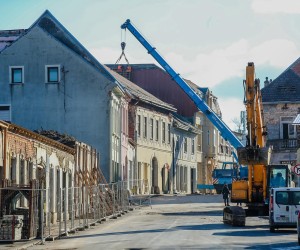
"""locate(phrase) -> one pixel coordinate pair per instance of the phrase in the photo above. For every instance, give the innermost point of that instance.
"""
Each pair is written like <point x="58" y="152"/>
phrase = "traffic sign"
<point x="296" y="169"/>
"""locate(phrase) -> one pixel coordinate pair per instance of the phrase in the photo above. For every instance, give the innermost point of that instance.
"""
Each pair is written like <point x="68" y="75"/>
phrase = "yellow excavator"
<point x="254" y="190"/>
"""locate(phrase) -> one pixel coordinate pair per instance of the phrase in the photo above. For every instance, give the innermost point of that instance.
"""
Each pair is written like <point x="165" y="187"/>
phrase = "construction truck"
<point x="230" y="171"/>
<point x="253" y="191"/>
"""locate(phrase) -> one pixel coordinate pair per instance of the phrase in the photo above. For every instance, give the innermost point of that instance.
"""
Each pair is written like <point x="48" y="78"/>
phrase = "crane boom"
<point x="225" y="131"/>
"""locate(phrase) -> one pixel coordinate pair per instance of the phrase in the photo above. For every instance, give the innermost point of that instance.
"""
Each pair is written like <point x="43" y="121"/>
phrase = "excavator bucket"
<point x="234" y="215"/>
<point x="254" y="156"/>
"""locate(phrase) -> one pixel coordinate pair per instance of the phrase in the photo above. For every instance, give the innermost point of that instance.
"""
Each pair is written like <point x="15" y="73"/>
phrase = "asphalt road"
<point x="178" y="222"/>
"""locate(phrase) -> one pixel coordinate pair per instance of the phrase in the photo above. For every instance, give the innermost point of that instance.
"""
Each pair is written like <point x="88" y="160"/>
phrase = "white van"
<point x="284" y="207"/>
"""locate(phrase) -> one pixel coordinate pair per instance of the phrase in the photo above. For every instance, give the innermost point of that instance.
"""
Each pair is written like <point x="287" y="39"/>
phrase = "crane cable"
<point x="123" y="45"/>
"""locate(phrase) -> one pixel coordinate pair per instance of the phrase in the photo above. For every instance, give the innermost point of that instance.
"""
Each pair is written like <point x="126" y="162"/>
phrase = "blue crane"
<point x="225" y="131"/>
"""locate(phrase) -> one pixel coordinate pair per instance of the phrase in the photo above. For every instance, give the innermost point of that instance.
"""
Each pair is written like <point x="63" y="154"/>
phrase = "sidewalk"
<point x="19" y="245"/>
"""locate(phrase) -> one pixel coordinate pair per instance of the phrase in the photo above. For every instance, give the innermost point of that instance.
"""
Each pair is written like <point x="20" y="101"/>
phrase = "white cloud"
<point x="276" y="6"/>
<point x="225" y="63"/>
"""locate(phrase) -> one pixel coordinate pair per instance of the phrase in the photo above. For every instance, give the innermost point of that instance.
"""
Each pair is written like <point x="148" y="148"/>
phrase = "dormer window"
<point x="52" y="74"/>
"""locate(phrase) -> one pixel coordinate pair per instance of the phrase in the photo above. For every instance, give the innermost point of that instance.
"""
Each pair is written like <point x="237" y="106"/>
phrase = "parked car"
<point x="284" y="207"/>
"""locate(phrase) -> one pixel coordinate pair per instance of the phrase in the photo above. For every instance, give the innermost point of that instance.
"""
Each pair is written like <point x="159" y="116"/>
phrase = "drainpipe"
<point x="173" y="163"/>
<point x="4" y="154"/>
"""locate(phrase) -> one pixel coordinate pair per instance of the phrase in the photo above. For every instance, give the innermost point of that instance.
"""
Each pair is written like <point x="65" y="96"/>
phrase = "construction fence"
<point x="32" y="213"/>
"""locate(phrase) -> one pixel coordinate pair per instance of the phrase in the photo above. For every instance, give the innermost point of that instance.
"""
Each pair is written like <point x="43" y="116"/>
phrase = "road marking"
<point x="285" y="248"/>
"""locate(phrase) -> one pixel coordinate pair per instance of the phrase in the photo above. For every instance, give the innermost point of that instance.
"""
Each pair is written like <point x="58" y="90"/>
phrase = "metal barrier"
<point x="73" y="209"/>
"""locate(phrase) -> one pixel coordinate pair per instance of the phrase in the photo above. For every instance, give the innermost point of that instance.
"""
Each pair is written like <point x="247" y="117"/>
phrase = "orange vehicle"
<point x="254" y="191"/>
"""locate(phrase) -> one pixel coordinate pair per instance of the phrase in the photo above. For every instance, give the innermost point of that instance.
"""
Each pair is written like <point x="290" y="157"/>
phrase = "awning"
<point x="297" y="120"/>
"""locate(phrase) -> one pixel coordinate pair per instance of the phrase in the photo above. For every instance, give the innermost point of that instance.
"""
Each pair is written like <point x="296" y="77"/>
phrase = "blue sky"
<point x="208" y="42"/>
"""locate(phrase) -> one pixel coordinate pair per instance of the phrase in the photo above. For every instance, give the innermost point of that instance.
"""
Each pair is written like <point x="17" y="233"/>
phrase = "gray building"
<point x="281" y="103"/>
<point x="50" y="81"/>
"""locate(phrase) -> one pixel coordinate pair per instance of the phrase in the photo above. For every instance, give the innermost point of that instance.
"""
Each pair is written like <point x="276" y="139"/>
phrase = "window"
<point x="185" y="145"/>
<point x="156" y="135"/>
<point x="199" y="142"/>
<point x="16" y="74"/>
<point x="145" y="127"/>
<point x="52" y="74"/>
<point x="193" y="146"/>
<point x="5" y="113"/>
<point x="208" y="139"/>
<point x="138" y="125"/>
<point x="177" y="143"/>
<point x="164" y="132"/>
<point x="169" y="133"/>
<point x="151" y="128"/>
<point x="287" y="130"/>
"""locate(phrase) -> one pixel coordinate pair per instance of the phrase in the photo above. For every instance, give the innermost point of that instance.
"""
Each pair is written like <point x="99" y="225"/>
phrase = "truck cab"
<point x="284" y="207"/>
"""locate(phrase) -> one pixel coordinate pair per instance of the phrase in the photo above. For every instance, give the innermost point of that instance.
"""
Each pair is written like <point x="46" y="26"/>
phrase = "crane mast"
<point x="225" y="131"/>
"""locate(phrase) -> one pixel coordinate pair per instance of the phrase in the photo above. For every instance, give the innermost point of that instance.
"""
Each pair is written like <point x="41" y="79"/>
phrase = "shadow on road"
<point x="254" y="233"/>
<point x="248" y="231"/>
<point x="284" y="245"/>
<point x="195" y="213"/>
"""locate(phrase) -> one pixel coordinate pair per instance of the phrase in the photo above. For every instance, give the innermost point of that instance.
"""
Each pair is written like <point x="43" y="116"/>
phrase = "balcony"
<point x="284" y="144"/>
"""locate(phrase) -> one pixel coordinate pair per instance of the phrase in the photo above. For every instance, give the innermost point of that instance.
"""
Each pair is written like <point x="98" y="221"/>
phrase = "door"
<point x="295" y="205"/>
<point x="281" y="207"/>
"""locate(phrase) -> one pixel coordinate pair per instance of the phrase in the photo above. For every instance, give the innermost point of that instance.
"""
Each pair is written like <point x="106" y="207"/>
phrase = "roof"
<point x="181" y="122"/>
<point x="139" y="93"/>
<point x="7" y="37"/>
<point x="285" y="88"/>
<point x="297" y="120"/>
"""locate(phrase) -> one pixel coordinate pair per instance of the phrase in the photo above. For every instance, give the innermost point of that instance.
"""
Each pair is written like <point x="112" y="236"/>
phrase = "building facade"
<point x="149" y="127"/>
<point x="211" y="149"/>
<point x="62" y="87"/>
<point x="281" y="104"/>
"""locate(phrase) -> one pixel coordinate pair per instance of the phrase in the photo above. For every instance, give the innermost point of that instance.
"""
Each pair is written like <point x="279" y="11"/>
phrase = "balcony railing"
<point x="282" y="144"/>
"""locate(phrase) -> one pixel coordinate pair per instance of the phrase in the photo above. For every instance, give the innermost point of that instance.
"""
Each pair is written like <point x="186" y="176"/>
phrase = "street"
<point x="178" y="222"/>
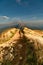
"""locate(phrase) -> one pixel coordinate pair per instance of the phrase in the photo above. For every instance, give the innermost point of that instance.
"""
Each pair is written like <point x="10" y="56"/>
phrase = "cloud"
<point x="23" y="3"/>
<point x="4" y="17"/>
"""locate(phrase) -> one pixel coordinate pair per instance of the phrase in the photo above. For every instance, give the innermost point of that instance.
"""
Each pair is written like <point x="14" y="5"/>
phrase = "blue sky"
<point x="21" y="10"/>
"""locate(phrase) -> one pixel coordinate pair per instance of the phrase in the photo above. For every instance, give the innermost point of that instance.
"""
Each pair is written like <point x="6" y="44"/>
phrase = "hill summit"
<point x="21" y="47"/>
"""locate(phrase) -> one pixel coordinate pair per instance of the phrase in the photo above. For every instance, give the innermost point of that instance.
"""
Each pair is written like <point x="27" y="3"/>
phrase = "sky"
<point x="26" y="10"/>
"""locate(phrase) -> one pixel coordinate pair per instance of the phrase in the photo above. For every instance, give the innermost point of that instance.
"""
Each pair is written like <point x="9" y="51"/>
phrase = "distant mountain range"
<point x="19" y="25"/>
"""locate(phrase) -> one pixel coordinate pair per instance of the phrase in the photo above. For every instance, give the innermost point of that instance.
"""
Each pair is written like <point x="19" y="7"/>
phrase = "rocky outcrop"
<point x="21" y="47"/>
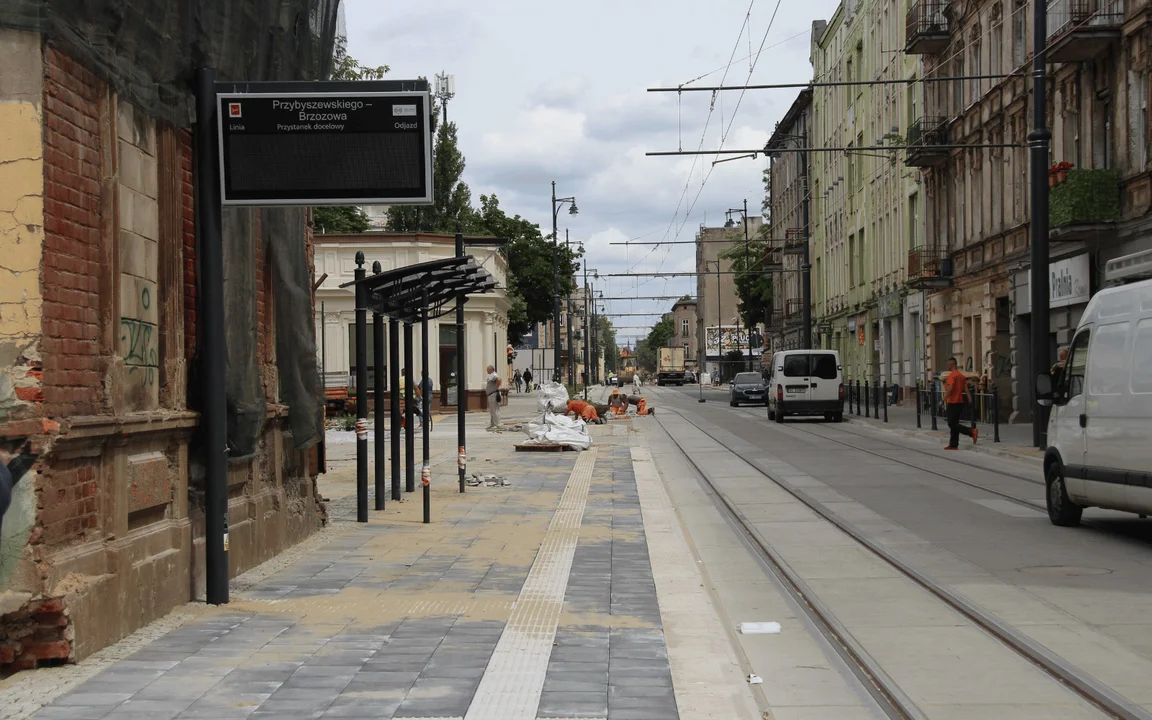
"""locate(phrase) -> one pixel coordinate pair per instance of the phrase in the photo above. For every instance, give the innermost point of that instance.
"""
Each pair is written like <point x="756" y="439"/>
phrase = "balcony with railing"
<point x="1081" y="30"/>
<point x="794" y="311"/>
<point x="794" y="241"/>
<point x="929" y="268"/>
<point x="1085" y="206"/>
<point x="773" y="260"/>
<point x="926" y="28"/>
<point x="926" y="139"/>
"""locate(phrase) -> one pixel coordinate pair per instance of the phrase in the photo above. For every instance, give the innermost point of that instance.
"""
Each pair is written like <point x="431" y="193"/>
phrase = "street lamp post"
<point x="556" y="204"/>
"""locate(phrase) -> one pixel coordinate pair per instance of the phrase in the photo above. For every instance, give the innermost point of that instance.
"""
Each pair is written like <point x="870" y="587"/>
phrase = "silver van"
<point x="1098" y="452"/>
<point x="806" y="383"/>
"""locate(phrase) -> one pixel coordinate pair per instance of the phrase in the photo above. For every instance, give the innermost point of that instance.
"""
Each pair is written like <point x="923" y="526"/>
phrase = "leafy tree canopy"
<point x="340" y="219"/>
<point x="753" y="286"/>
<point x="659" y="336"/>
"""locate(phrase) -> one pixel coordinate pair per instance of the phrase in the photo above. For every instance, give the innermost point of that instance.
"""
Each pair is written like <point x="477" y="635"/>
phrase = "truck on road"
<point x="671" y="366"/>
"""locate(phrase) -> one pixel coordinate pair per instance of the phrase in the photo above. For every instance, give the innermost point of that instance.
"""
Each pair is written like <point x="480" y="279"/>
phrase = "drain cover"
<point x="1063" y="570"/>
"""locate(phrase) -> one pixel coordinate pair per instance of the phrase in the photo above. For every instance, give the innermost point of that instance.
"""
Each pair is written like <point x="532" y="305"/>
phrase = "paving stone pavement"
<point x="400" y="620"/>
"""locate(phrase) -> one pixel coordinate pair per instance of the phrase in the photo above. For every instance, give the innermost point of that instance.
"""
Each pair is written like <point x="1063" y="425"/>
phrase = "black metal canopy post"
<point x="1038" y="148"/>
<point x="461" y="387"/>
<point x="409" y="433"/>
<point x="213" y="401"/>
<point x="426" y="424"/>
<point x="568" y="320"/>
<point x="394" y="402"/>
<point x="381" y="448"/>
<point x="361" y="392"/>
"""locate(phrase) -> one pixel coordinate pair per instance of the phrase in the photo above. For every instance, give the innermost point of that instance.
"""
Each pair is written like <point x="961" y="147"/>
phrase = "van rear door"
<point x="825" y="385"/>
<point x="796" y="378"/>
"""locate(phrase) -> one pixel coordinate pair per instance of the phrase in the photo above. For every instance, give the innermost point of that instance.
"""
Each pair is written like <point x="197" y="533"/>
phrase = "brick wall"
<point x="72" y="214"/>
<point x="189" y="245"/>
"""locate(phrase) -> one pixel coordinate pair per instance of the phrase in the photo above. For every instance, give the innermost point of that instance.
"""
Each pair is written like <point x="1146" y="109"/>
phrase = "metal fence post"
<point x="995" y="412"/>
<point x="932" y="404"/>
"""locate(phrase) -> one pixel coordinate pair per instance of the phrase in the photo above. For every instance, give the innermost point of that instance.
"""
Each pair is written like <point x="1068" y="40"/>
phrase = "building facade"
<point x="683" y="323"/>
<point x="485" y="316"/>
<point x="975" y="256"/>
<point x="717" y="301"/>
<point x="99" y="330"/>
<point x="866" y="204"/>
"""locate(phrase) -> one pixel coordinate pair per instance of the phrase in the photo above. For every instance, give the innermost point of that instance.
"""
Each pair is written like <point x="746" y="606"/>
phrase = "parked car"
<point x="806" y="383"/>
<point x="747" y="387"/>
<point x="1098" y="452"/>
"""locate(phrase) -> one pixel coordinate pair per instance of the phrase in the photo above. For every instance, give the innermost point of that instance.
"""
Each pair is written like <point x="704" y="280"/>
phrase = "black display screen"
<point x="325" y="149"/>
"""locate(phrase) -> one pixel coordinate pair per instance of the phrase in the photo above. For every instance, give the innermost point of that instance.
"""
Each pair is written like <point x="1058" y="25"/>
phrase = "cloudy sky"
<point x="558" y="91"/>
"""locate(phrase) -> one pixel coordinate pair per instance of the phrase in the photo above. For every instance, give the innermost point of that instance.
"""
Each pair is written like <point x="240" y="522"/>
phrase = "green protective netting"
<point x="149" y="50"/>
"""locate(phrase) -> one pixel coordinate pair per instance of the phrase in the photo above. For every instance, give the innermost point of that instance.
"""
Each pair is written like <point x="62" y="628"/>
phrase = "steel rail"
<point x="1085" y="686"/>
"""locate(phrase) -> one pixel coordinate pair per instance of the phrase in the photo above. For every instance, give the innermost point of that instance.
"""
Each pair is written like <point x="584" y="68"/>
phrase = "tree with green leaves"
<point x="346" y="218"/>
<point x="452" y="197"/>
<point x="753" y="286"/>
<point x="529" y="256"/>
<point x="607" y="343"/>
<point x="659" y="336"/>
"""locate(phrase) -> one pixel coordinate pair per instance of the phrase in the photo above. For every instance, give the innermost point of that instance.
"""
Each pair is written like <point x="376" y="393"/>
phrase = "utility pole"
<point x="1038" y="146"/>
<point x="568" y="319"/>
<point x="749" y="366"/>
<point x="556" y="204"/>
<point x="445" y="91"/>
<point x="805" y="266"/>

> [CHALLENGE] From the material above, pull out every line that contains the string "window" and list those lines, treating uppercase and lowercase letters as distinct.

> [EXERCISE RESULT]
phrase = "dormer window"
phrase = "window"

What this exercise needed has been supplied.